▶ _To do_:
Copy the material below word for word, from its start through the line that contains "[544, 242, 833, 587]", leaving out the pictures.
•••••
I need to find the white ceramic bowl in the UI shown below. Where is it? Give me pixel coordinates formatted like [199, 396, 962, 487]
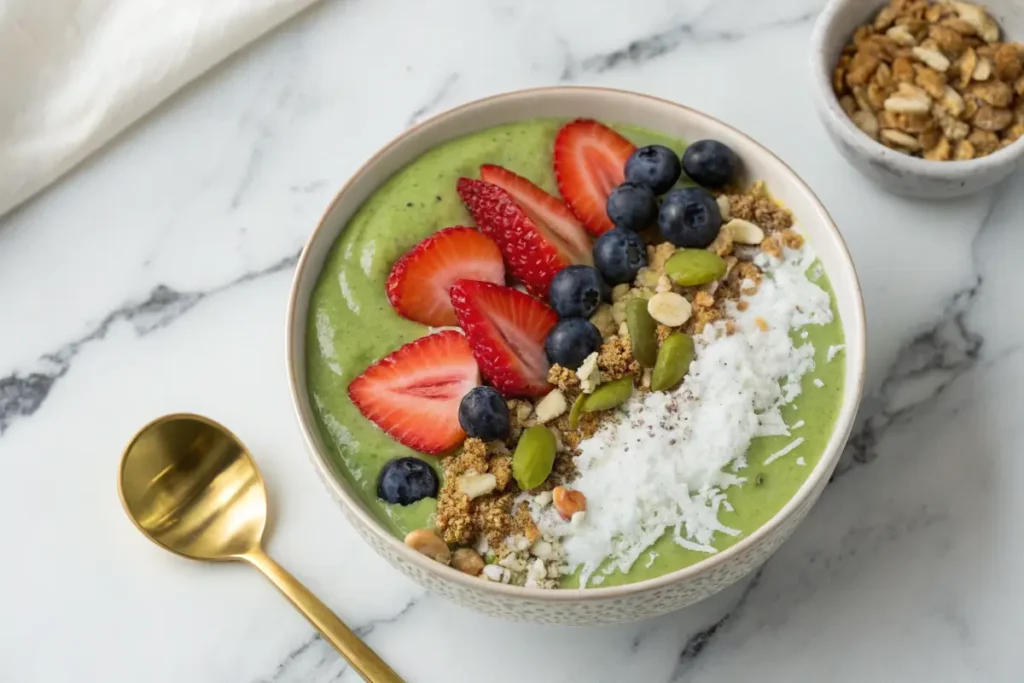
[810, 0, 1024, 200]
[288, 87, 865, 625]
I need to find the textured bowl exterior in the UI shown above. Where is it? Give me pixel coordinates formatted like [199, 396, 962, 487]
[810, 0, 1024, 200]
[288, 87, 866, 626]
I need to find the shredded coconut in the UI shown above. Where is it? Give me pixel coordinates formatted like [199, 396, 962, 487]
[544, 242, 833, 587]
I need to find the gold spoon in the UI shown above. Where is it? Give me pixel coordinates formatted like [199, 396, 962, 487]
[118, 414, 402, 683]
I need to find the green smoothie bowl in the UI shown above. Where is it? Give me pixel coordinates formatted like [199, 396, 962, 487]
[288, 87, 865, 625]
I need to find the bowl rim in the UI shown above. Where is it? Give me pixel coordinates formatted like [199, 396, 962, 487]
[810, 0, 1024, 180]
[286, 86, 867, 603]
•••••
▶ _Output of the task_:
I need to find the white ceramic bowl in the UI shown below. Where is it? Give me pixel coordinates formatted like [199, 396, 962, 487]
[810, 0, 1024, 200]
[288, 87, 865, 625]
I need to find the textured bowl exterior in the UI shown above. Where is it? Give me pixel coordinates formatted like [199, 396, 962, 487]
[810, 0, 1024, 200]
[288, 87, 866, 626]
I need to find the shredded coconut in the UI shown above. Where is it? Give me pixel coordinates formatted like [199, 396, 962, 487]
[544, 242, 833, 587]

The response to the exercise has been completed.